Vorliegender Text:
= = = =

Bild: Nicht nur die Studierenden, auch die SPD sucht noch nach einer Idee gegen…
Berlin taz | Die linke Bausenatorin Katrin Lompscher musste viel einstecken
in letzter Zeit: Wegen der [1][verfehlten Bauziele] war sie Zielscheibe von
nicht wenig Oppositionskritik. Die CDU stellte einen Missbilligungsantrag,
weil Lompscher für ein „investorenfeindliches Klima“ sorge. Unbeliebt ist
sie auch bei [2][Immobilienwirtschaft] und IHK, die ihr ein „mangelhaftes“
Zeugnis ausstellte.
Und natürlich war sie viel gebashter Punchingball von Journalist*innen, die
nicht müde wurden, Lompschers Wohnungspolitik zum Abriss freizugeben. Und
ja, die Bausenatorin baut wohl 5.000 Wohnungen weniger, als im
Koalitionsvertrag vereinbart war (30.000).
Bemerkenswert dabei: Besonders [3][der Koalitionspartner SPD] hielt sich
nicht gerade mit Kritik zurück. Der Regierende Bürgermeister Michael Müller
setzte der linken Bausenatorin vergangenen [4][Sommer eine Frist für ein
Konzept] zum weiteren Ankurbeln des Wohnungsbaus, auch SPD-Innensenator
Andreas Geisel stänkerte hier und da. Dass das Bauressort davor seit 1996
von der SPD geführt wurde, unter anderem auch von Müller und Geisel – also
in der Zeit, als die Wohnungsfrage zur entscheidenden sozialen Frage der
Stadt wurde –, störte dabei nicht. Langjährige [5][SPD-Baupolitiker
forderten sogar Lompschers Kopf]. Mantraartig wiederholten SPD-Genoss*innen
dabei den Satz, man müsse „bauen bauen bauen“ – zuletzt etwa Raed Saleh
[6][am Rande einer SPD-Klausur].
Interessant ist dabei, dass es der Absender selbst nicht besser macht.
Berlins Regierungschef Müller ist nämlich als SPD-Wissenschaftssenator
selbst für die Schaffung von Wohnraum verantwortlich. Seine Aufgabe wäre,
neue Wohnheimplätze für Studierende bereitzustellen und – Überraschung –…
schafft es nicht.
## 4.200 Studierende auf Wartelisten
5.000 Plätze waren bis 2020 versprochen. Eine Hälfte davon sollten die
städtischen Wohnungsbaugesellschaften bauen, für die wiederum die
Senatsverwaltung für Stadtentwicklung und Wohnen (wieder Lompscher, Linke)
zuständig ist, die andere Hälfte die [7][nach privatwirtschaftlichen
Prinzipien betriebene Berlinovo] unter der Zuständigkeit der
Senatsverwaltung für Finanzen (Matthias Kollatz, SPD).
Tatsächlich haben die Wohnungsbaugesellschaften bisher gerade einmal 185
Plätze fertiggestellt, wie es auf taz-Anfrage heißt. Im Bau seien 575
weitere Wohnraumplätze. Die Berlinovo habe 141 Plätze in der Storkower
Straße fertiggestellt, weitere 344 in der Gotthardstraße angekauft und 139
seien im Bau. Der große Rest befinde sich in „verschiedenen
Planungsschritten“.

= = = =

Aufgabenstellung A: Übertrage aus dem Text zur Berliner Wohnungspolitik den Satz „Tatsächlich haben die Wohnungsbaugesellschaften bisher gerade einmal 185 Plätze fertiggestellt, wie es auf taz-Anfrage heißt.“ ins Englische.
Aufgabenstellung B: Seit welchem Jahr wurde das Bauressort laut dem Text zur Berliner Wohnungspolitik vor Lompscher von der SPD geführt?
Aufgabenstellung C: Führe den Text zur Berliner Wohnungspolitik im Anschluss an seinen letzten Satz fort.
Das anschließende Material ist vom Text unabhängig.

Material:
= = = =

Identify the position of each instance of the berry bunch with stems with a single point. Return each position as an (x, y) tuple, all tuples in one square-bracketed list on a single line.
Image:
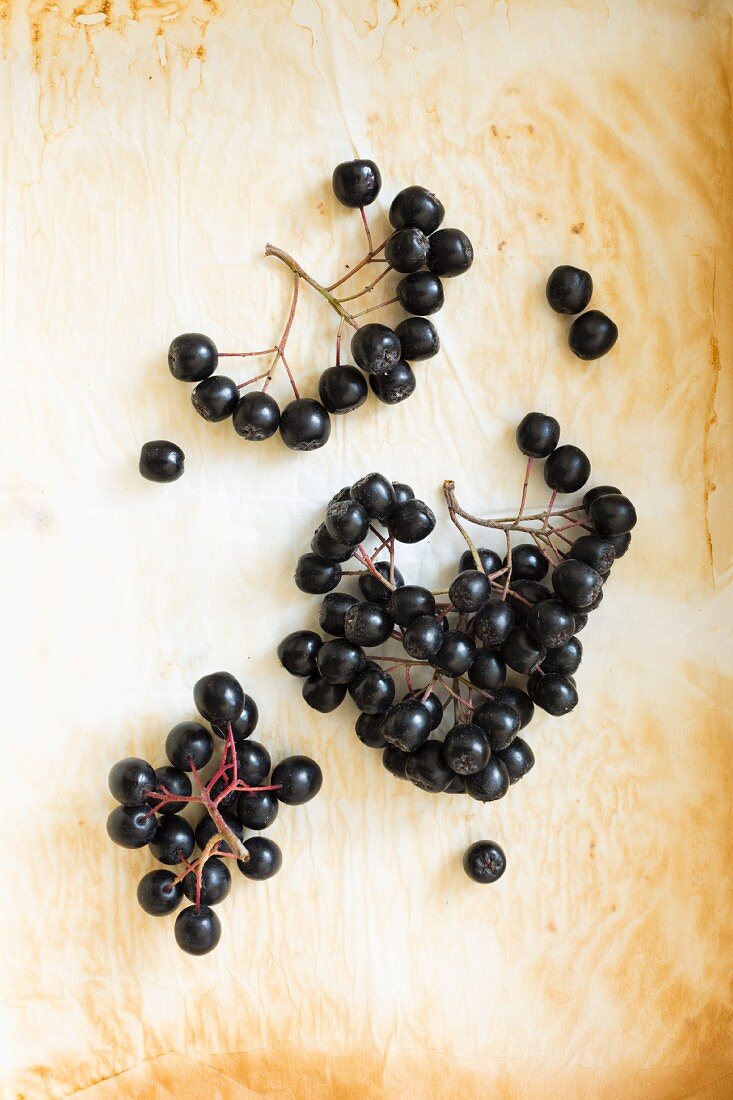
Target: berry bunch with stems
[(417, 249), (234, 796), (490, 648)]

= = = =

Ergebnis A: In fact, the housing companies have so far completed a mere 185 places, according to a taz inquiry.

Ergebnis B: Seit 1996.

Ergebnis C:
Laut Senatskanzlei werden bis Ende 2020 rund 1.500 Plätze weniger fertig
als geplant. Man schaffe es bis dahin, nur 3.572 Plätze statt der sogar
schon von Wowereit 2013 versprochenen 5.000 Wohnheimplätze zur Verfügung zu
stellen. Daran halte man allerdings weiter fest. Es dauere nur länger: bis
2022 nämlich.
Der zuständige Staatssekretär für Wissenschaft und Forschung, Steffen Krach
(SPD), sagt dazu: „Die eingetretenen Verzögerungen bei den Bauprojekten
sind unerfreulich.“ Man arbeite aber weiter mit den anderen
Senatsverwaltungen und Baugesellschaften und „mit Nachdruck“ an der
Umsetzung. Unter anderem habe es mit allen Beteiligten seit Dezember 2017
drei Strategietreffen gegeben.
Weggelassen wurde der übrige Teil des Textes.